• _SUPPLIED MATERIAL_
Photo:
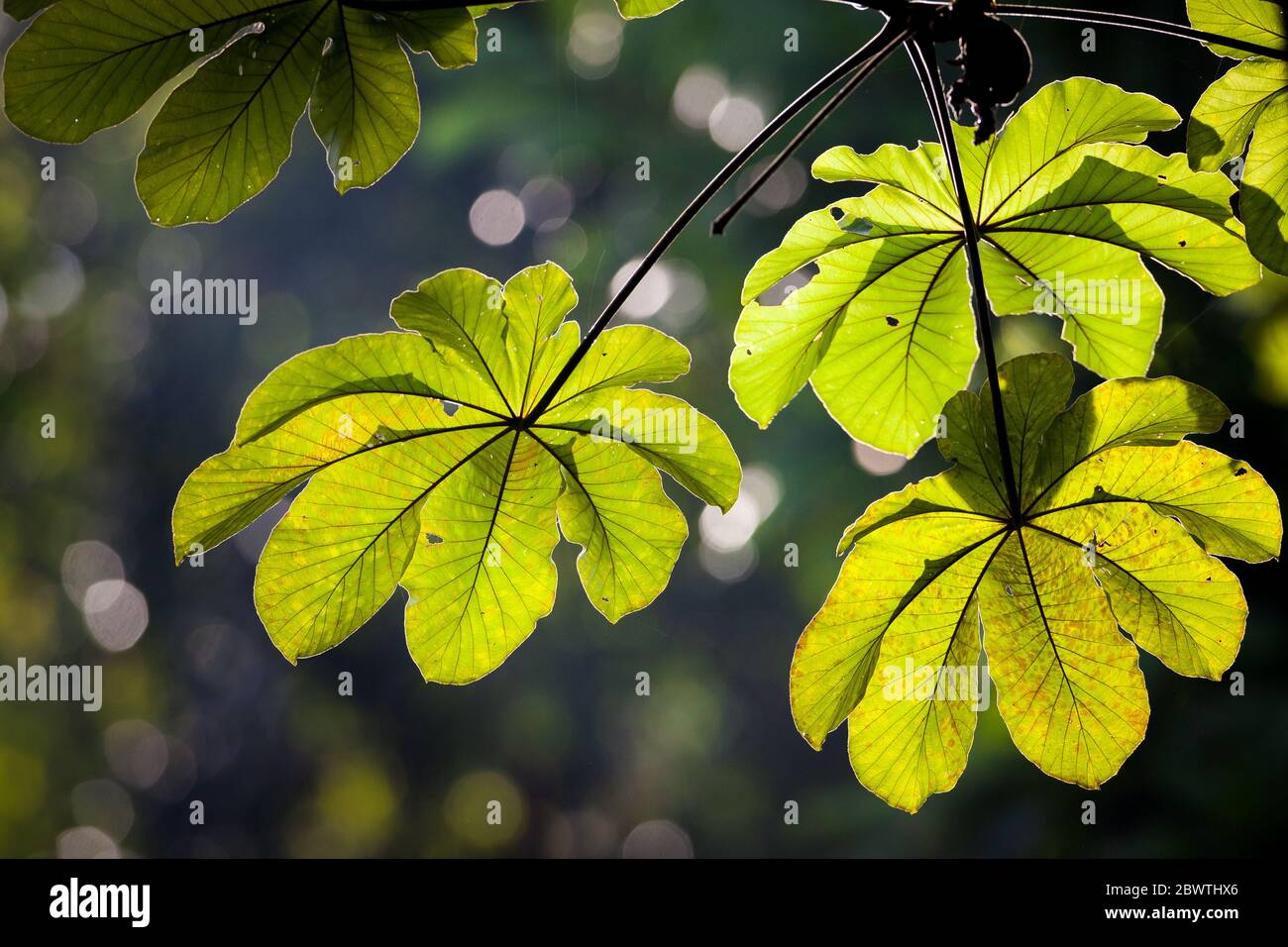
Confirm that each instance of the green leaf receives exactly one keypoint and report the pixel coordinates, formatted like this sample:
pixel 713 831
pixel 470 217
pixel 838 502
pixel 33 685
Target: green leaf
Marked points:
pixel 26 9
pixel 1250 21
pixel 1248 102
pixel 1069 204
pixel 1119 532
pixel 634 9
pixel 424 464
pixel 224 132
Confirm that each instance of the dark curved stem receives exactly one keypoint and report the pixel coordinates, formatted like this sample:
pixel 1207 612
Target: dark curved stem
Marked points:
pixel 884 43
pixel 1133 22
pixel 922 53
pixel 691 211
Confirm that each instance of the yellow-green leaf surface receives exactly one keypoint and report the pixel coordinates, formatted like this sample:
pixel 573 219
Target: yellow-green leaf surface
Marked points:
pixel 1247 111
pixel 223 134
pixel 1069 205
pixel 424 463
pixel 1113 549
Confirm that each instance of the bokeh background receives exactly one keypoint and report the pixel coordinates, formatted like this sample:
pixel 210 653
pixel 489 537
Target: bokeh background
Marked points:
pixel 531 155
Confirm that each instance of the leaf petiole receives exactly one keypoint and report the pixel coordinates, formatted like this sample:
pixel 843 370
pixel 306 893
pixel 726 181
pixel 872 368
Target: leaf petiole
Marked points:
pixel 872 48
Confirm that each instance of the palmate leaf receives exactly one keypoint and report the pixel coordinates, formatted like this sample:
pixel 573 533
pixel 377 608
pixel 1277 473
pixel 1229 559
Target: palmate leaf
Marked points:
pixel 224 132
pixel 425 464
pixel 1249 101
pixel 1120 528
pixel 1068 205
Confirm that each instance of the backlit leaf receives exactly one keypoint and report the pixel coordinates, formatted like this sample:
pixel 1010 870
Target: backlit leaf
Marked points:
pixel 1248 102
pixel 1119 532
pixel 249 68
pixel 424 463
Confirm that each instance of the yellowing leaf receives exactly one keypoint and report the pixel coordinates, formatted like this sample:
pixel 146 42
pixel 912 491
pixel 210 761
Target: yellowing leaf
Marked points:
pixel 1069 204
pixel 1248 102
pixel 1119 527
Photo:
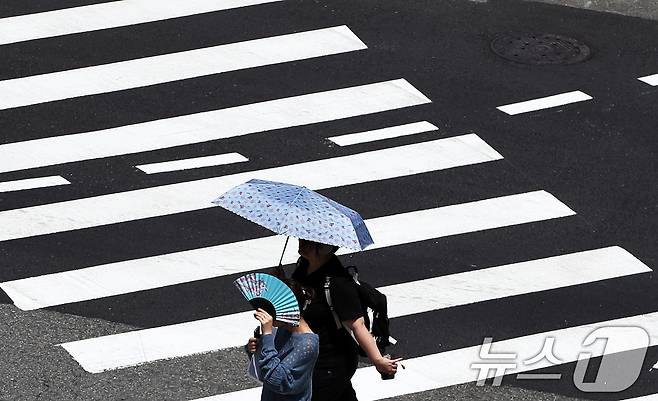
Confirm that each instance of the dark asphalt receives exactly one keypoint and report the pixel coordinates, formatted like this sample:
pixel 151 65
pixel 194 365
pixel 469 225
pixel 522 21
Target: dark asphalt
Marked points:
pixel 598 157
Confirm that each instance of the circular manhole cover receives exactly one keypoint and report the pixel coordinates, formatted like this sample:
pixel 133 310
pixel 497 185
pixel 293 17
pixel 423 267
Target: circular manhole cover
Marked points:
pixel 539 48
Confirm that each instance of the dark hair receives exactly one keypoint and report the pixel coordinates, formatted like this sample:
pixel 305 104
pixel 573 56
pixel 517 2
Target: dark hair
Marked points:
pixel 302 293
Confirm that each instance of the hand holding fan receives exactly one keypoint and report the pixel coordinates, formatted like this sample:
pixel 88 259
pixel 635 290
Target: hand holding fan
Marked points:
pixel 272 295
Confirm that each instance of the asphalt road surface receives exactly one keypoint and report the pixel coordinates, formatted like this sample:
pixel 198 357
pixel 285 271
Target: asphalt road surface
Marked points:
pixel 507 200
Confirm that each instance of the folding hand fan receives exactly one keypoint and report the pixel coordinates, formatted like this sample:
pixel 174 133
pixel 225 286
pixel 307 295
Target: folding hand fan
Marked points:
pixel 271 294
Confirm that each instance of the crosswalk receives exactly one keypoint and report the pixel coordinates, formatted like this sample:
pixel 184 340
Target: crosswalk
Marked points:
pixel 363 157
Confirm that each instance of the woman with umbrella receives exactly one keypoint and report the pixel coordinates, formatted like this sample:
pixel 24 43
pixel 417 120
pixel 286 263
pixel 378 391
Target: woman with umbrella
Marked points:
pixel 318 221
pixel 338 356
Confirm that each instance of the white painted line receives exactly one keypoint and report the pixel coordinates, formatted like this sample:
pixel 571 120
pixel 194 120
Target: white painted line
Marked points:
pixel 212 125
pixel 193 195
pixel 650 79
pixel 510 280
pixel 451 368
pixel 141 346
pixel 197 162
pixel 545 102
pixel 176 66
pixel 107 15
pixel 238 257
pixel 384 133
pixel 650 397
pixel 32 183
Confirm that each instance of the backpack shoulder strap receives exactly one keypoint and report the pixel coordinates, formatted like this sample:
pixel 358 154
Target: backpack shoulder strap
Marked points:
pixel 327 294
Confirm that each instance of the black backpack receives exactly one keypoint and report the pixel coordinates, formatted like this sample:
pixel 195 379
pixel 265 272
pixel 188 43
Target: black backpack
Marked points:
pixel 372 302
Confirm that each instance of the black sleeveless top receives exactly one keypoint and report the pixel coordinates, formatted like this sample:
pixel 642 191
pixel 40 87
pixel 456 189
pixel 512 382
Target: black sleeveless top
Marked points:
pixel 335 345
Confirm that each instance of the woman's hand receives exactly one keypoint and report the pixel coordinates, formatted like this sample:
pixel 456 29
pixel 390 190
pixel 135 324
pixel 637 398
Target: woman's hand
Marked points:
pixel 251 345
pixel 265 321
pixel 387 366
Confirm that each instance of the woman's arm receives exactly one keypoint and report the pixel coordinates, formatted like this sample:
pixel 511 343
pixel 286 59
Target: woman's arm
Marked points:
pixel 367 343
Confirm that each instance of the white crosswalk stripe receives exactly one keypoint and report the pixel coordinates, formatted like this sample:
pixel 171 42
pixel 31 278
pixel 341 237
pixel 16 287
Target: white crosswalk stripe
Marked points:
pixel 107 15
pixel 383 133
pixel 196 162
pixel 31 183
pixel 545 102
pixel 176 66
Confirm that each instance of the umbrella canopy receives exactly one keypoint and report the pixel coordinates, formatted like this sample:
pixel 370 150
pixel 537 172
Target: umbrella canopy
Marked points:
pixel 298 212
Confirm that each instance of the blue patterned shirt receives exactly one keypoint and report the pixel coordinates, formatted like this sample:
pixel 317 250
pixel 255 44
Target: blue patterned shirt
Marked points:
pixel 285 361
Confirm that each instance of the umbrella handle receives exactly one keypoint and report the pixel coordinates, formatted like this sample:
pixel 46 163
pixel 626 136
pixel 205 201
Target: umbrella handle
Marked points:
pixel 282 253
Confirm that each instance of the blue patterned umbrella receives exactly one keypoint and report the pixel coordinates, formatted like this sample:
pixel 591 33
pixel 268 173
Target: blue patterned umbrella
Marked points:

• _WHAT NEEDS TO BE DONE_
Please reproduce, exactly as they appear above, the lines from the line containing "pixel 225 286" up to and including the line containing "Target: white painted line".

• _SOLUTION_
pixel 225 286
pixel 307 295
Target: folding hand fan
Marked points:
pixel 271 294
Confirm that each instance of the crosswalk receives exactly one keypoint and report the pixel coordinates, formatted like this sample:
pixel 184 340
Target: crosswalk
Marked points:
pixel 363 157
Confirm that each instance of the woman with umbrella receives exactly one keypoint and report the pixel coordinates, formatted like this sample:
pixel 24 43
pixel 417 120
pixel 286 263
pixel 378 391
Target: woman with umbrella
Marked points:
pixel 318 221
pixel 338 356
Confirm that each instance of the white painted line receives exactly one keypoint and report the pixel coordinates, formatted like this sample:
pixel 571 120
pixel 194 120
Target: white painted line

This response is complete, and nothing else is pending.